▸ **YOUR GOAL**: Write out every line of the data below exactly as given.

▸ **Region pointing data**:

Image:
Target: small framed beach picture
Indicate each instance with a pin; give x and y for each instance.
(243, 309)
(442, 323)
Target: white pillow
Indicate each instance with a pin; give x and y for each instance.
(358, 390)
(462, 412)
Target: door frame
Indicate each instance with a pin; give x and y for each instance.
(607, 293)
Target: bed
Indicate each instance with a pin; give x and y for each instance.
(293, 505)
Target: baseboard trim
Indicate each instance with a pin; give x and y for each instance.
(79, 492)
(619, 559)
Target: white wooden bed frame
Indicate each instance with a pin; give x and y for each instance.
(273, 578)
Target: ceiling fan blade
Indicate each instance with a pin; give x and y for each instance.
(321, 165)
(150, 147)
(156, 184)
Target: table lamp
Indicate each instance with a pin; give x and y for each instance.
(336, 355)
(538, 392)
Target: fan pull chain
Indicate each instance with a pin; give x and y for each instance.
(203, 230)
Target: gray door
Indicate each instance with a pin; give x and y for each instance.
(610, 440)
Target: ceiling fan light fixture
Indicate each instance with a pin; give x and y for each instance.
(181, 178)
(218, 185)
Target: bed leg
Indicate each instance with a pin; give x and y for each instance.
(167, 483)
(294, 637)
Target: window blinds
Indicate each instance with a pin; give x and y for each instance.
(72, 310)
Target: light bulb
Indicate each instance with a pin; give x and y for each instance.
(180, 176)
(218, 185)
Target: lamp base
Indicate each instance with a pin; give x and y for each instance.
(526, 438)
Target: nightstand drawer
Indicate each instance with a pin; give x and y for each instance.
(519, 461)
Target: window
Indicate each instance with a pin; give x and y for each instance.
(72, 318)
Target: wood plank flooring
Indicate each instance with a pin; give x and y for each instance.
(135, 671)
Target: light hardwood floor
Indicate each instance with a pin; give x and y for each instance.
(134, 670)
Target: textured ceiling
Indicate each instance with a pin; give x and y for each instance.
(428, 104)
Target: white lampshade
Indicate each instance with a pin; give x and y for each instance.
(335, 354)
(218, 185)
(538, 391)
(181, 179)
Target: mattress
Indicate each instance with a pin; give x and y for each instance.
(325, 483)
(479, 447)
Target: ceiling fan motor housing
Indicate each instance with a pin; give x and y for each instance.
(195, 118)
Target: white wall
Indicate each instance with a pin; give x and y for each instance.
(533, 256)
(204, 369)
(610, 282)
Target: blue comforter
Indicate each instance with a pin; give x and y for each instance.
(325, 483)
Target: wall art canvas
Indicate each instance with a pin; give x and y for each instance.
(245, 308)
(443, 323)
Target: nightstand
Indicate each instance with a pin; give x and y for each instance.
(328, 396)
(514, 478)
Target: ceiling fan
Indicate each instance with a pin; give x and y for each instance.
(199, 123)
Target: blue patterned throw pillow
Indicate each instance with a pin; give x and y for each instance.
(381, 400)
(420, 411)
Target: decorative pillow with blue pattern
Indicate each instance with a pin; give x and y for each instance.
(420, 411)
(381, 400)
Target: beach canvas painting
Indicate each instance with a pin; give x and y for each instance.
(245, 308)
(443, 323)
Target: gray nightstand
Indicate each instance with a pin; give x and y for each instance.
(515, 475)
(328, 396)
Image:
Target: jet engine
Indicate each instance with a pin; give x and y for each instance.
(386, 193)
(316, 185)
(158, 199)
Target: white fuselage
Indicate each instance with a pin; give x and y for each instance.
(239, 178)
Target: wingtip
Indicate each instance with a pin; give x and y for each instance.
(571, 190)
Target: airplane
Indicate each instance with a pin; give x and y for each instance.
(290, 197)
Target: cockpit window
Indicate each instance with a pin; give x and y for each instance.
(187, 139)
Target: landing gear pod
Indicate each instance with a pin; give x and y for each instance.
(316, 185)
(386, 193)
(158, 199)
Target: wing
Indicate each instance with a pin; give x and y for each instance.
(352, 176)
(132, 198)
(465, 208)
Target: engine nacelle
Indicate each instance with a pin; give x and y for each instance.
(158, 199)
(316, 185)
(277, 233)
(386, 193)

▸ **SOLVED PROBLEM**:
Image:
Target: small framed beach picture
Indicate each instance with a pin; give x and y for each instance.
(243, 309)
(442, 323)
Target: white pillow
Indicate each instance with a pin; give x and y for each instance.
(358, 390)
(462, 412)
Target: door frame
Indicate each instance with a pin; give x and y for each instance.
(607, 293)
Target: bed
Indicate each instance with a pin; give x and y for each instance.
(293, 505)
Target: baseboard trim
Indicate each instance with a pin; give x and y for each instance.
(79, 492)
(619, 559)
Target: white wooden bed frame
Indicate each instance with a pin; give x and y for each instance.
(273, 578)
Target: ceiling fan blade
Indicate each instance with a pin; give x and y for each instance.
(321, 165)
(150, 147)
(156, 184)
Target: table lamp
Indicate each instance with a pin; give x and y for each instance.
(336, 355)
(538, 392)
Target: fan pull chain
Indicate each instance with a pin; give x and y for each instance.
(203, 230)
Target: gray door
Indicate each instance with a pin; give x and y for each instance.
(610, 440)
Target: ceiling fan light fixture
Indicate each instance with a pin; give x and y for each instance.
(181, 178)
(218, 185)
Target: bed leg
Indicate each instance with a pin; give x and y for each instance.
(167, 483)
(294, 637)
Target: window blinds
Indicate each instance with a pin; give x and y for each instance.
(72, 310)
Target: light bulb
Indicate each instance with a pin; give x and y for each instance.
(180, 176)
(218, 185)
Target: lamp base
Indicate each instance with a pin; give x and y for each instance.
(526, 438)
Target: nightstand drawer
Indicate each instance with a pin; give x and y for each instance.
(519, 461)
Target: window
Indicate each instance with a pin; give x and y for each instance.
(72, 318)
Target: wood plank flooring
Indicate each instance with a pin; give x and y for each instance.
(135, 671)
Target: light hardwood floor
Indicate each instance with a pin; give x and y for each instance.
(134, 670)
Target: textured ceiling
Indicate each instance with a pin; give x and y for each instance.
(428, 104)
Target: white lampshade
Indicate each instance with a pin; give x and y for each instance.
(335, 354)
(218, 185)
(538, 391)
(181, 179)
Target: mattress
Indicate each instance with a pin; give x and y for each instance.
(325, 483)
(479, 447)
Target: ceiling fan motor housing
Indicate each instance with a pin; give x and y for each instance.
(195, 118)
Target: white wall
Indicate each instance with a pin; give x and y for each instance.
(533, 256)
(204, 369)
(610, 282)
Target: blue comforter
Indicate each instance with a pin; give x and y for each instance.
(325, 483)
Target: wall art canvas
Indicate each instance with a pin; give x and y for each instance.
(245, 308)
(443, 323)
Target: nightstand
Indicate each instance with a pin; give x and y for each instance.
(328, 396)
(514, 478)
Target: ceiling fan
Indicate each instance with a pin; give x and y for each instance.
(199, 123)
Target: blue patterned throw pillow
Indicate each instance with a pin; give x and y for each instance.
(381, 400)
(420, 411)
Target: decorative pillow with blue pattern
Indicate each instance with a pin; give x and y for each instance.
(420, 411)
(381, 400)
Target: beach canvas painting
Indicate each instance with a pin; give x and y for each instance.
(245, 308)
(443, 323)
Target: gray nightstand
Indicate each instance with a pin; give x and y for each instance.
(515, 475)
(328, 396)
Image:
Target: jet engine
Indicate each instance with a pin; give x and y for each instance.
(386, 193)
(316, 185)
(158, 199)
Target: white fuselage
Indicate each instance with a pin; give x and y for each instance.
(239, 178)
Target: wingtip
Indicate each instance with a pin; give x and y for each instance.
(571, 190)
Target: airplane
Indicate each instance with a pin; give x and y for each instance.
(290, 197)
Target: cockpit window
Indicate each instance with a pin; give x and y for each instance.
(187, 139)
Target: landing gear pod
Indicate each instance with a pin; give x and y for each instance.
(316, 185)
(386, 193)
(158, 199)
Target: wing
Indicate each instance with a pin; give x and y for each instance.
(352, 176)
(132, 198)
(465, 208)
Target: engine nacelle
Indicate each instance with a pin; give x and y for each instance.
(158, 199)
(316, 185)
(277, 233)
(386, 193)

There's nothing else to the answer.